[O QUE FAZER]
• A. Segundo o trecho fornecido, em que ano Joseph Stiglitz ganhou o Prêmio Nobel?
• B. Transcreva do trecho fornecido tudo o que vai de "Valor Econômico" até "recessão econômica global.".

[TRECHO FORNECIDO]
Valor Econômico
Gastança financeira versus gastança fiscal,
eis o debate
Para um homem que tem um martelo na mão,
tudo parece prego. Não é porque o Federal Reserve tem um martelo que vai sair
por aí destruindo a economia.
O parágrafo acima é do economista americano
Joseph Stiglitz, inspirado em frase do psicólogo também americano Abraham
Meslow (1908-1970). Em artigo recente, Stiglitz detonou o Fed e outros bancos
centrais que, a pretexto de domar a inflação, estão anunciando novos aumentos
de juros, insensíveis às previsões de uma possível recessão econômica global.
O aperto monetário, segundo o economista, que ganhou o Prêmio Nobel em 2001, deixará cicatrizes duradouras, causará mais sofrimento que benefícios e atingirá principalmente os pobres nos Estados Unidos e pelo mundo afora. A inflação global já está diminuindo e continuará nesse ritmo mesmo sem mais aumentos de taxas de juros. Apesar da continuidade da guerra na Ucrânia, os preços do petróleo também estão em queda e o mesmo ocorre com automóveis e outros produtos dependentes de chips fabricados nas cadeias globais de abastecimento.
Stiglitz refuta o argumento de que a
inflação de hoje se deve aos gastos excessivos com a pandemia e de que para
reduzi-la seria necessário promover recessão e desemprego. Diz que a inflação
não foi impulsionada pela demanda, porque isso só ocorre quando a demanda
agregada excede a oferta agregada potencial, o que não é o caso atual. “A pandemia
deu origem a inúmeras restrições setoriais de oferta e mudanças de demandas que
se tornaram os principais motores do crescimento dos preços.”
É bom prestar atenção nesse conflito dos
juros lá de fora porque ele certamente vai voltar em breve à pauta brasileira.

[DADOS FORNECIDOS]

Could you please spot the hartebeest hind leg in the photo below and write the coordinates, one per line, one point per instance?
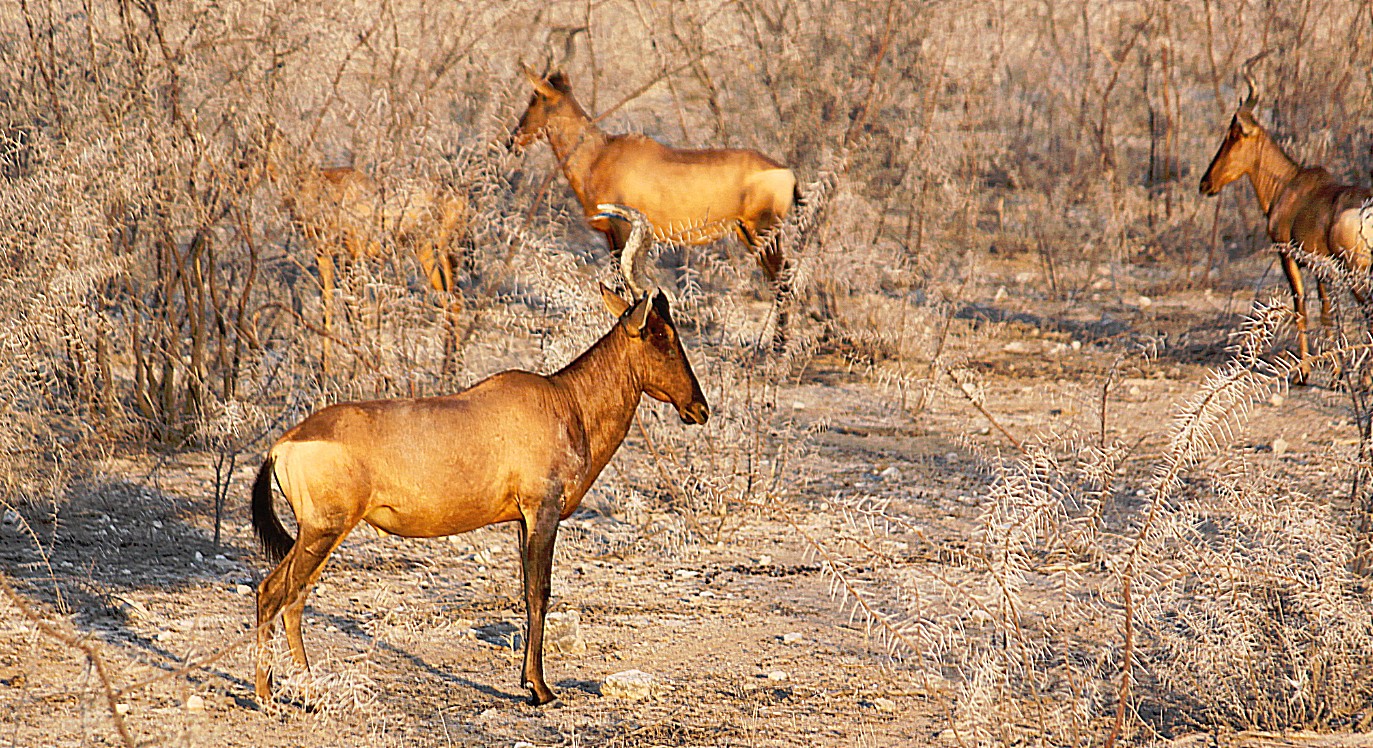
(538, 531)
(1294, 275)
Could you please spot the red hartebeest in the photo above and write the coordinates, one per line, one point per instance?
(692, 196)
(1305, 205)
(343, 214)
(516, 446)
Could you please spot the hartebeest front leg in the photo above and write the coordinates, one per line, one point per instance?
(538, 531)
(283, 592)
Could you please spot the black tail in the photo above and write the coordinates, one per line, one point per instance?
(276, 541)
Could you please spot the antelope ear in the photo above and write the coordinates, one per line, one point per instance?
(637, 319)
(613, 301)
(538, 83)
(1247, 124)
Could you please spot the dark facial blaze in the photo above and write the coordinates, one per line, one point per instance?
--
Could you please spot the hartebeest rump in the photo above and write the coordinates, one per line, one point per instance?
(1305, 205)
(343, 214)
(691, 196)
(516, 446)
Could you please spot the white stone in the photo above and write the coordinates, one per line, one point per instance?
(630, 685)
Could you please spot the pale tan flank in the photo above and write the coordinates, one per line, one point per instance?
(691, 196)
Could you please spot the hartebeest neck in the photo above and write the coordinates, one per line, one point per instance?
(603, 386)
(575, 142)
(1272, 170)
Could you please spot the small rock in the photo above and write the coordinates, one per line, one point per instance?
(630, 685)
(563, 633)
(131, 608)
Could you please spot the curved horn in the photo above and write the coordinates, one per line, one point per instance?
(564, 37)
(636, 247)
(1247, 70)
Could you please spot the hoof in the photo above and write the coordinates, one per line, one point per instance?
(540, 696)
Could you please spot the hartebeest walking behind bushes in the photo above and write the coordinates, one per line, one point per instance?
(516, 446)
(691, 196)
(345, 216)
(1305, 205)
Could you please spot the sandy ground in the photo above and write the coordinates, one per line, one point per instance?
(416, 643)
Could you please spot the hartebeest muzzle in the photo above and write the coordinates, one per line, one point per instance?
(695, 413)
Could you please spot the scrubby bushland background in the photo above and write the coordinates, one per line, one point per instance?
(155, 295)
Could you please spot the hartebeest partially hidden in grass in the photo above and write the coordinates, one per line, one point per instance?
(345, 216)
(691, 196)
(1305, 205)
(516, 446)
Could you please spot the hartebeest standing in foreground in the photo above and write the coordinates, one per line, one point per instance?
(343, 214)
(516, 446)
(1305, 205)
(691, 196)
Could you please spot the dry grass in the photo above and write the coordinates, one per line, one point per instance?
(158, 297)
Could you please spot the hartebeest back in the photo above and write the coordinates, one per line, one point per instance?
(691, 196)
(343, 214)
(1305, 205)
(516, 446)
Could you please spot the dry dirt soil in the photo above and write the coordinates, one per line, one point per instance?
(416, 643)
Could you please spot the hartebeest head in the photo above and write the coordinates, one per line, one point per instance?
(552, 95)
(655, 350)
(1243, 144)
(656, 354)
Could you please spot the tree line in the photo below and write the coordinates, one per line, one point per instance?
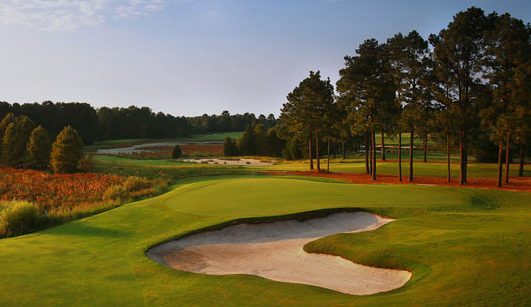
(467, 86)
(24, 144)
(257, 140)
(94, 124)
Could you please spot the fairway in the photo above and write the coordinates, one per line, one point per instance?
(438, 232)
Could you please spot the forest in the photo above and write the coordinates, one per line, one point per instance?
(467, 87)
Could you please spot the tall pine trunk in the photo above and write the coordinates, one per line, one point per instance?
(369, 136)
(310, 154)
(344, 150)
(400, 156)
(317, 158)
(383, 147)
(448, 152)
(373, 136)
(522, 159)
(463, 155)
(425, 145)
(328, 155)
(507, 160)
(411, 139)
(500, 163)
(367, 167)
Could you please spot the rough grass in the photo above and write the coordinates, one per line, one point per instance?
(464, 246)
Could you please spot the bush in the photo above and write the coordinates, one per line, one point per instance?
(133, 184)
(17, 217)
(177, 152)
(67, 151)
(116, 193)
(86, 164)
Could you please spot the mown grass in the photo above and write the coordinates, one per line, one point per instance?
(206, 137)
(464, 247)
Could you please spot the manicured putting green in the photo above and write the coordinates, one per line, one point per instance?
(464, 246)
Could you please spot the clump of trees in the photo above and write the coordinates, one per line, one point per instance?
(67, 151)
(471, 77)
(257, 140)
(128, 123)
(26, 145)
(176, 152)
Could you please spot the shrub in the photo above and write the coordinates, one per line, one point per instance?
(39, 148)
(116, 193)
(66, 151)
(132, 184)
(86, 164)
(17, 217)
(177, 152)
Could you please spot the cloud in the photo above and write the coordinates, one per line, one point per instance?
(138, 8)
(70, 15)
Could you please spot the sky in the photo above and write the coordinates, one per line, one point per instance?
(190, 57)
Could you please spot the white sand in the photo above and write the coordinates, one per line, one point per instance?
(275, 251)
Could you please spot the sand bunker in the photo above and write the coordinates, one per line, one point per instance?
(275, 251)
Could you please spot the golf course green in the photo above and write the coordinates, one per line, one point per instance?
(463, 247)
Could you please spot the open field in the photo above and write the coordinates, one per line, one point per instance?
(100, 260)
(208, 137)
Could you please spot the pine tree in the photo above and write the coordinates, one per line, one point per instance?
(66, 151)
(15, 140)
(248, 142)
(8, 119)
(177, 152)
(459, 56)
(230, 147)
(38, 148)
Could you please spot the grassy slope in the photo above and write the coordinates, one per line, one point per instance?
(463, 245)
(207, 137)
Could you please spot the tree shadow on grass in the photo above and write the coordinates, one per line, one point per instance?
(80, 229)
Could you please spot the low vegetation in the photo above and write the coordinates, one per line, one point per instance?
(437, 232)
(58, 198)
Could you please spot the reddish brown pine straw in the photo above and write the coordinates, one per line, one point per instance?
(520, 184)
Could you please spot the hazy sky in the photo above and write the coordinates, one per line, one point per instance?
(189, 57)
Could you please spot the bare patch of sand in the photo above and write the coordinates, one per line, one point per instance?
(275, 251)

[RESPOSTAS DO EXERCÍCIO]
• A. Em 2001.

• B.
Valor Econômico
Gastança financeira versus gastança fiscal,
eis o debate
Para um homem que tem um martelo na mão,
tudo parece prego. Não é porque o Federal Reserve tem um martelo que vai sair
por aí destruindo a economia.
O parágrafo acima é do economista americano
Joseph Stiglitz, inspirado em frase do psicólogo também americano Abraham
Meslow (1908-1970). Em artigo recente, Stiglitz detonou o Fed e outros bancos
centrais que, a pretexto de domar a inflação, estão anunciando novos aumentos
de juros, insensíveis às previsões de uma possível recessão econômica global.